---------- Supplied data ----------

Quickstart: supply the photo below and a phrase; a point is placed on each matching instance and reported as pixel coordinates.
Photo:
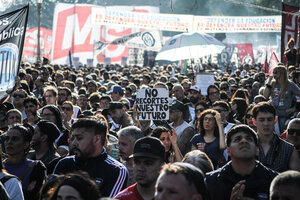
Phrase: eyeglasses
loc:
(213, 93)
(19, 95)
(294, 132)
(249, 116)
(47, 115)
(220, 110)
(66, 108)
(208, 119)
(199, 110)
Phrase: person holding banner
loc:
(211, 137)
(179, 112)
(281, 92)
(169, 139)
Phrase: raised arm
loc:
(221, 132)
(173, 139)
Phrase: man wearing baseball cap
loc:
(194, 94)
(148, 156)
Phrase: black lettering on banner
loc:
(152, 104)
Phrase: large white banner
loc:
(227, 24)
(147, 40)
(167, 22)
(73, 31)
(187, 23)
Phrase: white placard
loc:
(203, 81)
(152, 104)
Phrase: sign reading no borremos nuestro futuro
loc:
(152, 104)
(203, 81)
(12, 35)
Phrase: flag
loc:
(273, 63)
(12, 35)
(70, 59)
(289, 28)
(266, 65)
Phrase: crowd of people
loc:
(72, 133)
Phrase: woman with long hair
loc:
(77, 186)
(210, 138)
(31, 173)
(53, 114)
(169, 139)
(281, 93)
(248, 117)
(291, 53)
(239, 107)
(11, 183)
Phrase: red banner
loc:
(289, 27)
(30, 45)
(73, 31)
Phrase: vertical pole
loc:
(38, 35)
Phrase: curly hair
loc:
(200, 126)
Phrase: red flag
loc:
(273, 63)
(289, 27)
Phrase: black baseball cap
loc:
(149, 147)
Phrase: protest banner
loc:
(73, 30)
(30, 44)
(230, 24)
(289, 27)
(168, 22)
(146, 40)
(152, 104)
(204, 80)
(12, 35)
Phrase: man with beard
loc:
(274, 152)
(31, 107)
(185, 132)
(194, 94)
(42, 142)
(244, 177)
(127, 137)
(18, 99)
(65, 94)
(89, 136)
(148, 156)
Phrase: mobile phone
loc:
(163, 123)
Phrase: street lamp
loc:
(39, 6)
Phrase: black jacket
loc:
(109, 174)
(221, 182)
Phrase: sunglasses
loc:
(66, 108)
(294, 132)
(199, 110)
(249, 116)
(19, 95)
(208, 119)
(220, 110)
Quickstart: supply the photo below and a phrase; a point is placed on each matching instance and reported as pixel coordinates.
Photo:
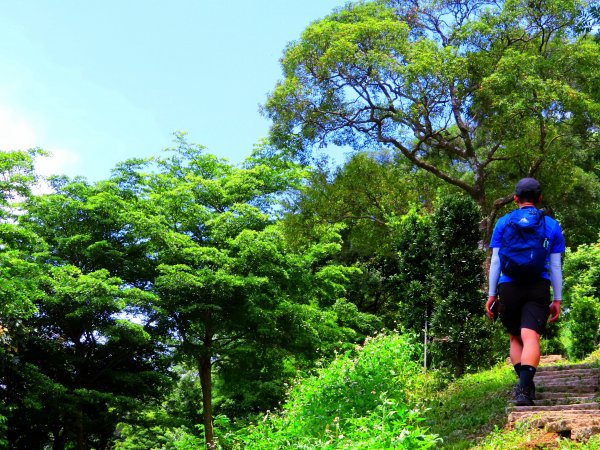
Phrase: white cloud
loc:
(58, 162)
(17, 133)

----------
---------- Supplied data ----------

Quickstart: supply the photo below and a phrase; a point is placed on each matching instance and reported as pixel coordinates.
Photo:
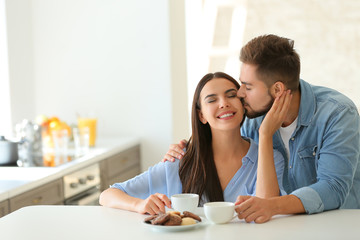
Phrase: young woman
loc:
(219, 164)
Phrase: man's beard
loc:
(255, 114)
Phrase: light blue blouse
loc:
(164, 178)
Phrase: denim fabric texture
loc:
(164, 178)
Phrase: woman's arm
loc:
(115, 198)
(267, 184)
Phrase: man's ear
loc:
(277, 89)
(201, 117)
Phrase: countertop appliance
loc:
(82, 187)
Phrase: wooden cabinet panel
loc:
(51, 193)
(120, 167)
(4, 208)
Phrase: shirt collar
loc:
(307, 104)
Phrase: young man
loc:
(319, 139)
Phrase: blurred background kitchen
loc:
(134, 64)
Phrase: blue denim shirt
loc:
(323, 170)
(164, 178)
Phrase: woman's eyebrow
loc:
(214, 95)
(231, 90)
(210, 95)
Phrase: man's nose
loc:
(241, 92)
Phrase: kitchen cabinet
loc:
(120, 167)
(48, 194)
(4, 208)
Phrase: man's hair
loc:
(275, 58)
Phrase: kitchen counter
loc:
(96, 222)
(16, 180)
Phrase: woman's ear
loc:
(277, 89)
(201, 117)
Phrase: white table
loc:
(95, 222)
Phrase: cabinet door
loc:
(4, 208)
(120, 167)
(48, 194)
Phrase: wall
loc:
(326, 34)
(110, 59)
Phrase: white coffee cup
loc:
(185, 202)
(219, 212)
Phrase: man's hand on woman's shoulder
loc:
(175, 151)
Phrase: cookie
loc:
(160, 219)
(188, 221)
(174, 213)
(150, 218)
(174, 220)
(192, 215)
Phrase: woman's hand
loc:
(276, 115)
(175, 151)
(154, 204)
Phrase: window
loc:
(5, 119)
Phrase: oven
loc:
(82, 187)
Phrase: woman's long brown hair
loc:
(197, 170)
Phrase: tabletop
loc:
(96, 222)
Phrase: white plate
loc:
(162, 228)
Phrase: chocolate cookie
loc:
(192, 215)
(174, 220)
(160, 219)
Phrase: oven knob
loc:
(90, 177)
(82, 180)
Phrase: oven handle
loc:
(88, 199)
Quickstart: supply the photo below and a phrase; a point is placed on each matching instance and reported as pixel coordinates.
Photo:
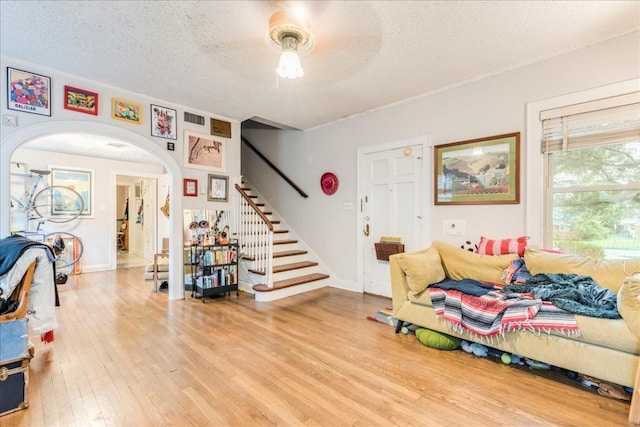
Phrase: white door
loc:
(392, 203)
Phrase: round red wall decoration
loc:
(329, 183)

----------

● **Task brief**: Count the lines in the records above that contain the string "woman", matching case exactly. Reply with the number alone.

● **Worked answer**: 8